#### 課題
下にある終電繰り上げについての文章から、「首都圏の終電繰り上げは対象と」から「実現の機運が一気に広がった。」までをすべて一字一句そのまま写してください。

#### 文書抜粋
--------------------
首都圏の終電繰り上げは対象とする路線が概要発表時から1線区増えて、18線区で実施する。削減規模も終電前の増発分と差し引きで69本と、同1本増えた。初電の繰り下げ5線区は変わらない。近畿圏の終電繰り上げは発表時と同じ12線区で行い、48本削減する。

終電繰り上げは、安全で安定的な鉄道運行を持続させるため、現場の労働環境を改善するのが目的。人手不足が顕在化する中、大型機械の導入で生産性向上を図るにも、保守間合いの十分な確保が以前から課題だった。働き方改革の浸透で深夜時間帯の利用は減っていたが、コロナ禍で傾向は加速し、実現の機運が一気に広がった。
--------------------
#### データ記録

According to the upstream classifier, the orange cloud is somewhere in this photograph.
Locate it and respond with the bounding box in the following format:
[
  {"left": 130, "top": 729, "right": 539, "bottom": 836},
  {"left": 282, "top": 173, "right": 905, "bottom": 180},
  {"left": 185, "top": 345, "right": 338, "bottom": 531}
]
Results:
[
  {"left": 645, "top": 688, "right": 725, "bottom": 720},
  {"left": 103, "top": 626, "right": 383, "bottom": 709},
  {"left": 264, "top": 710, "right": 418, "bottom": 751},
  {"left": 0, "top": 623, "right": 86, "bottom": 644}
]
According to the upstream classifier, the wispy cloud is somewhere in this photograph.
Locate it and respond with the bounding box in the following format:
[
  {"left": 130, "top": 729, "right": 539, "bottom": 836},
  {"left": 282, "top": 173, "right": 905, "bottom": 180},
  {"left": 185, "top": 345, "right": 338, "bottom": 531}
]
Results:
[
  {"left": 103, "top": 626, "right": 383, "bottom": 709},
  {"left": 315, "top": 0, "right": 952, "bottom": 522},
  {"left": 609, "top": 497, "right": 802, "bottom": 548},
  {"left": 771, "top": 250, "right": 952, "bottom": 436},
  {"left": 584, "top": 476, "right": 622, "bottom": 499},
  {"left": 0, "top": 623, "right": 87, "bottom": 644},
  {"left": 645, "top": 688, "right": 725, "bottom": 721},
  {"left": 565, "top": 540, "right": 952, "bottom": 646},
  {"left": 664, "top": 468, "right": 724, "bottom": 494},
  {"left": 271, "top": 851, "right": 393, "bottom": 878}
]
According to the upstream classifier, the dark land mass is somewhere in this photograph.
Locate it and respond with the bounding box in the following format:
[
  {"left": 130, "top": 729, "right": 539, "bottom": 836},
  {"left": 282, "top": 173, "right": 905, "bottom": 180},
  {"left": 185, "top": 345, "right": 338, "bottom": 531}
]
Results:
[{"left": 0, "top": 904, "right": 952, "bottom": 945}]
--------------------
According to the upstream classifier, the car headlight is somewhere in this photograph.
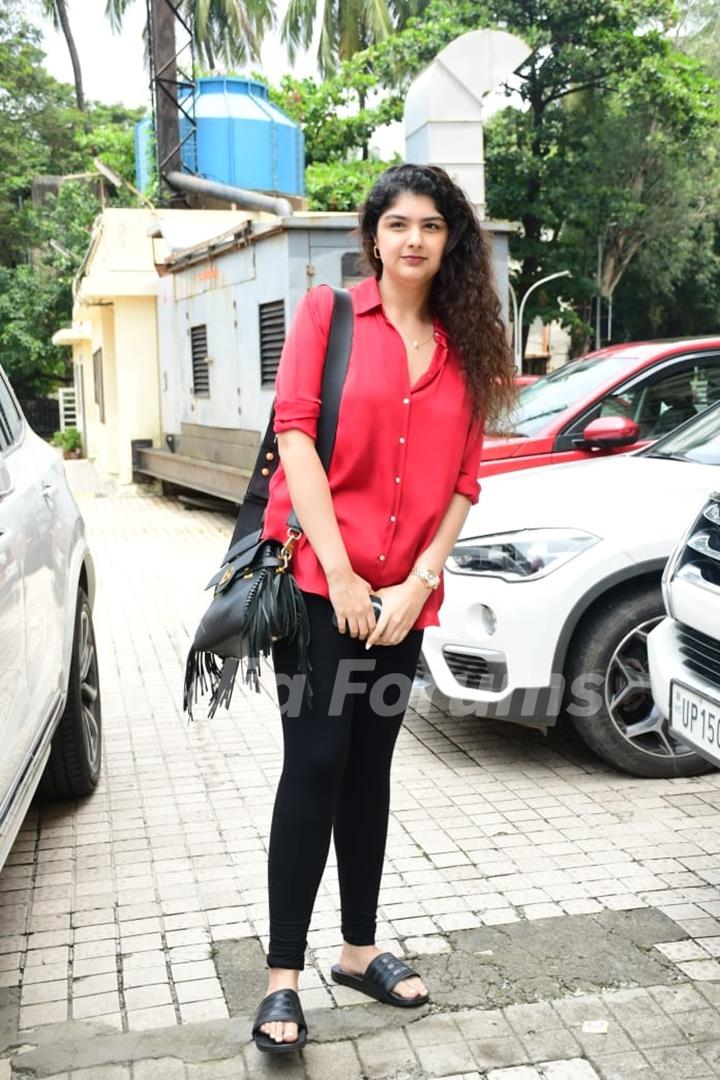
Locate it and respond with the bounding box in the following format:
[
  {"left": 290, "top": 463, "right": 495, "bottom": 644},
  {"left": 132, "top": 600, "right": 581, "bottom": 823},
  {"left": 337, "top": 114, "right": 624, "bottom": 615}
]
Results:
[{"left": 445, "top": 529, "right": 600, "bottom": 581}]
--------------------
#### 解答
首都圏の終電繰り上げは対象とする路線が概要発表時から1線区増えて、18線区で実施する。削減規模も終電前の増発分と差し引きで69本と、同1本増えた。初電の繰り下げ5線区は変わらない。近畿圏の終電繰り上げは発表時と同じ12線区で行い、48本削減する。

終電繰り上げは、安全で安定的な鉄道運行を持続させるため、現場の労働環境を改善するのが目的。人手不足が顕在化する中、大型機械の導入で生産性向上を図るにも、保守間合いの十分な確保が以前から課題だった。働き方改革の浸透で深夜時間帯の利用は減っていたが、コロナ禍で傾向は加速し、実現の機運が一気に広がった。